▶ Quoted passage:
+===+

Definition
The reduction of pressure inside a sealed volume, most commonly the loss of cabin pressure in a pressurized aircraft. Decompression can be slow (a gradual leak through a faulty seal or valve) or rapid (a sudden structural failure such as a window or door losing integrity), and it exposes occupants to the lower ambient pressure of the surrounding atmosphere.
Plain English
The pressure inside the cabin drops, either slowly or suddenly, until it matches the thinner air outside the aircraft.
Context Anchor
Seen in high-altitude operations, pressurization system discussions, oxygen-mask procedures, and emergency descent checklists.
Derivation
From Latin 'de-' (removal, reversal) and 'compressio' (a pressing together). Decompression is literally the undoing of compression — releasing pressure that was being held in.
Why Pilots Care
Uncontrolled decompression can cause hypoxia, requiring immediate oxygen use and descent to prevent incapacitation.
Analogy
It is like opening a sealed bag of chips at altitude: once the pressure difference has a way out, the air inside and outside try to equalize. In an aircraft cabin, that pressure change matters because people are depending on the cabin pressure to breathe normally.
Grounding Statement
At high altitude, decompression means the protective air pressure inside the aircraft is being lost.
Intuition Check
Decompression does not mean relaxing after stress here. It means a drop or loss of air pressure inside the aircraft cabin.
Example Sentence 1
After the cabin door seal failed, the crew experienced a slow decompression and began a controlled descent to a lower altitude.
Example Sentence 2
A slow decompression from a small leak may go unnoticed until symptoms of hypoxia appear.

+===+

▶ Data listing:
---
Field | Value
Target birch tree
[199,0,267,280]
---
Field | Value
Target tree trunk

+===+

▶ Assigned task 1:
In the decompression entry, what meaning is given for the Latin prefix 'de-'?
▶ Assigned task 2:
Transcribe the passage of the decompression entry above from "Context Anchor" up to and including "to prevent incapacitation.".

▶ Written answer 1:
Removal, reversal.

▶ Written answer 2:
Context Anchor
Seen in high-altitude operations, pressurization system discussions, oxygen-mask procedures, and emergency descent checklists.
Derivation
From Latin 'de-' (removal, reversal) and 'compressio' (a pressing together). Decompression is literally the undoing of compression — releasing pressure that was being held in.
Why Pilots Care
Uncontrolled decompression can cause hypoxia, requiring immediate oxygen use and descent to prevent incapacitation.